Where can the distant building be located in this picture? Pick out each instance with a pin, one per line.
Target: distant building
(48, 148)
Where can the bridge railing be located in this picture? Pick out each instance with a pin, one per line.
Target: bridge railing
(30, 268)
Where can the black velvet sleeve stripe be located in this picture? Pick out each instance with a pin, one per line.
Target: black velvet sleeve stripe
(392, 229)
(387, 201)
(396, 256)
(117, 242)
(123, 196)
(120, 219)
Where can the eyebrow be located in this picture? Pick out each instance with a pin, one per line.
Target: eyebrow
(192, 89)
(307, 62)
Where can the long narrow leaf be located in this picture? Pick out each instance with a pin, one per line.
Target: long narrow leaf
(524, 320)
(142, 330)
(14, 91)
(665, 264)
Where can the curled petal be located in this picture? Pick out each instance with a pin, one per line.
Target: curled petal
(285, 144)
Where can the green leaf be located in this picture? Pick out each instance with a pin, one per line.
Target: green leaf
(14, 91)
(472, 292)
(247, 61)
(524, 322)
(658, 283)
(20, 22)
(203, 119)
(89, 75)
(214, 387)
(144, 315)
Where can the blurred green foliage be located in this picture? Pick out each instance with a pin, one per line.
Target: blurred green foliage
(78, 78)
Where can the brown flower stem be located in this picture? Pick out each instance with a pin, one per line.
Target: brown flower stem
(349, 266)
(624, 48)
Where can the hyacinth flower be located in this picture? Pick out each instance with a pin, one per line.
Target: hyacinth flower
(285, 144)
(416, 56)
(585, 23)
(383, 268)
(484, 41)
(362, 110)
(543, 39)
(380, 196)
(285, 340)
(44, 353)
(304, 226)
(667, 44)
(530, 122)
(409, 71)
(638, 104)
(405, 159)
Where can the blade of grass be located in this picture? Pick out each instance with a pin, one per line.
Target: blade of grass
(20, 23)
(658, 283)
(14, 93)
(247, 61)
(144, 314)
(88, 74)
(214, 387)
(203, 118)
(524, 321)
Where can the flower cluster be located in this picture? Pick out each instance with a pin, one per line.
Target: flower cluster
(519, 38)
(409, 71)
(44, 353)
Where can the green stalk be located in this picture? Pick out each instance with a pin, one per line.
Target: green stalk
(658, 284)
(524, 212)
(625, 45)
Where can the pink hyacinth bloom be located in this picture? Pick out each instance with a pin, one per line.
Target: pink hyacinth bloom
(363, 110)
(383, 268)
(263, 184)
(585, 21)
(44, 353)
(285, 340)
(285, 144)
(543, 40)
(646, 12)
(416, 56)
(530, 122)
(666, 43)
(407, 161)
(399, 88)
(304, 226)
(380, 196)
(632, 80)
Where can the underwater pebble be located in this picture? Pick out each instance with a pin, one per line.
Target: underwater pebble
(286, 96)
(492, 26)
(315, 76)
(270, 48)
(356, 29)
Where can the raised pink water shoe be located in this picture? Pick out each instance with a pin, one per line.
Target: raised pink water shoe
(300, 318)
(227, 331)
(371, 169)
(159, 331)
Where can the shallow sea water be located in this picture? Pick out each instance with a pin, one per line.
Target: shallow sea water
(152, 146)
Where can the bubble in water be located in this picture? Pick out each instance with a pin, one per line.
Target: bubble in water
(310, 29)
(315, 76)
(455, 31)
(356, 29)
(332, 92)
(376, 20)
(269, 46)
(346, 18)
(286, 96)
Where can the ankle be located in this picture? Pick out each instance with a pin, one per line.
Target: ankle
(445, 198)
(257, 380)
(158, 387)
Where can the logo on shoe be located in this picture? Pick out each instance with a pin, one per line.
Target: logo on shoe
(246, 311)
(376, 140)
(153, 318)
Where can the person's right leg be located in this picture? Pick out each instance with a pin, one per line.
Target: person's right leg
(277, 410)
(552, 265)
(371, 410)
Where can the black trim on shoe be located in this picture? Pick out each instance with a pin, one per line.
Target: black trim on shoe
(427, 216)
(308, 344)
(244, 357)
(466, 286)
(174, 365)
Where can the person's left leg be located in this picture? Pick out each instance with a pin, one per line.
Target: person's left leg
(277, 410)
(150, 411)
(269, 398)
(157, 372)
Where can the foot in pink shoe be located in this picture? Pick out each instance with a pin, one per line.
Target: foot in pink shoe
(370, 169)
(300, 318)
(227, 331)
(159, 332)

------------------------

Among the entries above, the line containing "Where can the blurred", the line containing "Where can the pink", and all lines between them are to be restated word for word; nothing else belongs in the reply.

Where can the blurred green foliage be located in this picture? Pick out each instance with a pin, one per line.
Target: blurred green foliage
(78, 78)
Where can the brown flower stem be located in this picture? Pick out each instance with a pin, one per line.
Target: brown flower stem
(349, 266)
(624, 48)
Where can the hyacinth flower be located in this picture? Pick out each instance with a pin, one per line.
Target: hyacinth flower
(285, 144)
(416, 56)
(585, 23)
(383, 268)
(484, 41)
(362, 110)
(543, 39)
(380, 196)
(285, 340)
(44, 353)
(304, 226)
(667, 44)
(530, 122)
(409, 71)
(638, 104)
(405, 159)
Where can the blade of grass be located in this picture? Pick out each instance with a pin, one per line.
Target: blade of grass
(20, 23)
(658, 283)
(14, 93)
(247, 61)
(144, 314)
(88, 74)
(214, 387)
(203, 118)
(524, 321)
Where can the flower cluster be located in this picture? Pick out each instance with a pin, one per line.
Target: flower cluster
(519, 38)
(409, 71)
(44, 353)
Where can the green stalk be located in this picture? Pick out each instance with a pin, one per line.
Target: green stalk
(658, 284)
(524, 212)
(625, 45)
Where can the pink hyacinth bloom be located in this picture? Pick out each instance with a pin, one per line.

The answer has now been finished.